_SHORT TASK 1:_ The GICv4.1 bug report numbers the user-space steps [0] through [4]. List each step as the report describes it.
_SHORT TASK 2:_ In the GICv4.1 bug report, what does the secondary VCPU accidentally receive after a guest reset?
_SHORT TASK 3:_ Repeat the GICv4.1 bug report word for word from "We have observed" up to and including "come online eventually.".

_SOURCE EXCERPT:_

[bug report] GICv4.1: vSGI remains pending across the guest reset

From: Kunkun Jiang
Date: Thu Dec 14 2023 - 07:14:38 EST


Hi list,

We have observed on GICv4.1 systems that, after a guest reset, the
secondary VCPU would receive an IPI_CPU_STOP accidently and failed to
come online eventually.

| Guest User-space
|
| reset (with a vSGI pending in the
| hardware) [0]
|
| disable the distributor (write 0
| into GICD_CTLR) [1]
|
| clear pending status (write 0 into
| GICR_ISPENDR0 for each RD) [2]
|
| disable the distributor (write 0
| into GICD_CTLR) [3]
|
| enable the distributor with ARE,
| Group1 and nASSGIreq [4]

The problem is that even if user-space tries to disable the distributor
and clear pending bits for all SGIs, we don't actually propogate it into
HW (we only record it via vgic_dist->{enabled, nassgireq} and
vgic_irq->pending_latch) and the vSGI remains pending across the guest
reset.

And when we're at [4], all vSGI's vgic_irq->hw are *true* and
vgic_v4_enable_vsgis() becomes a nop.. That's not good.

The following solution can solve the problem. Not sure if this is a good
solution.Sent out early for suggestions or solutions.

diff --git a/arch/arm64/kvm/vgic/vgic-mmio-v3.c b/arch/arm64/kvm/vgic/vgic-mmio-v3.c
index 89117ba2528a..3678ab33f5b9 100644
--- a/arch/arm64/kvm/vgic/vgic-mmio-v3.c
+++ b/arch/arm64/kvm/vgic/vgic-mmio-v3.c
@@ -374,6 +374,10 @@ static int vgic_v3_uaccess_write_pending(struct kvm_vcpu *vcpu,
             irq->pending_latch = true;
             vgic_queue_irq_unlock(vcpu->kvm, irq, flags);
         } else {
+             if (irq->hw && vgic_irq_is_sgi(irq->intid))
+                 irq_set_irqchip_state(irq->host_irq,
+                              IRQCHIP_STATE_PENDING,
+                              false);
             irq->pending_latch = false;
             raw_spin_unlock_irqrestore(&irq->irq_lock, flags);
         }

_DATA LISTING:_
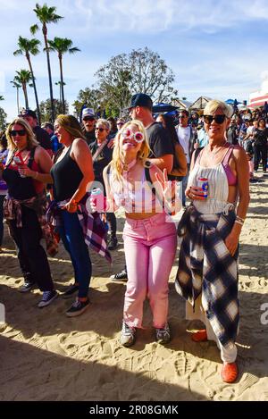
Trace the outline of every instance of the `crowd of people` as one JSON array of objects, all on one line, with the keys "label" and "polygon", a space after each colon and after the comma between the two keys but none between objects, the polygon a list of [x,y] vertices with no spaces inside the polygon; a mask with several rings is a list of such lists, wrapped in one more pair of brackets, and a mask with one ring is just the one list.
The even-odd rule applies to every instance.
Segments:
[{"label": "crowd of people", "polygon": [[[181,237],[175,288],[187,318],[205,325],[192,339],[216,342],[222,380],[234,382],[239,240],[249,182],[260,163],[266,172],[267,114],[217,100],[202,114],[152,110],[152,99],[138,93],[124,119],[97,119],[91,108],[83,109],[80,123],[58,115],[54,125],[39,127],[31,110],[15,118],[0,142],[0,252],[5,219],[24,278],[20,291],[38,285],[42,308],[59,297],[46,254],[54,256],[61,239],[74,270],[61,297],[77,296],[66,315],[80,315],[89,307],[88,247],[111,261],[118,247],[114,212],[123,207],[125,265],[111,277],[127,280],[121,344],[135,343],[146,298],[155,339],[167,344],[168,281]],[[181,208],[176,229],[172,215]]]}]

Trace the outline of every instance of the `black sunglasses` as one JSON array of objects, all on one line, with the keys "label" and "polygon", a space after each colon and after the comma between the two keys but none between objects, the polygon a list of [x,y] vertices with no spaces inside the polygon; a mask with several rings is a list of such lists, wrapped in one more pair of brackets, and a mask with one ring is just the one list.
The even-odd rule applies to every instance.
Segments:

_EXERCISE SOLUTION 1:_
[0] reset (with a vSGI pending in the hardware)
[1] disable the distributor (write 0 into GICD_CTLR)
[2] clear pending status (write 0 into GICR_ISPENDR0 for each RD)
[3] disable the distributor (write 0 into GICD_CTLR)
[4] enable the distributor with ARE, Group1 and nASSGIreq

_EXERCISE SOLUTION 2:_ An IPI_CPU_STOP.

_EXERCISE SOLUTION 3:_
We have observed on GICv4.1 systems that, after a guest reset, the
secondary VCPU would receive an IPI_CPU_STOP accidently and failed to
come online eventually.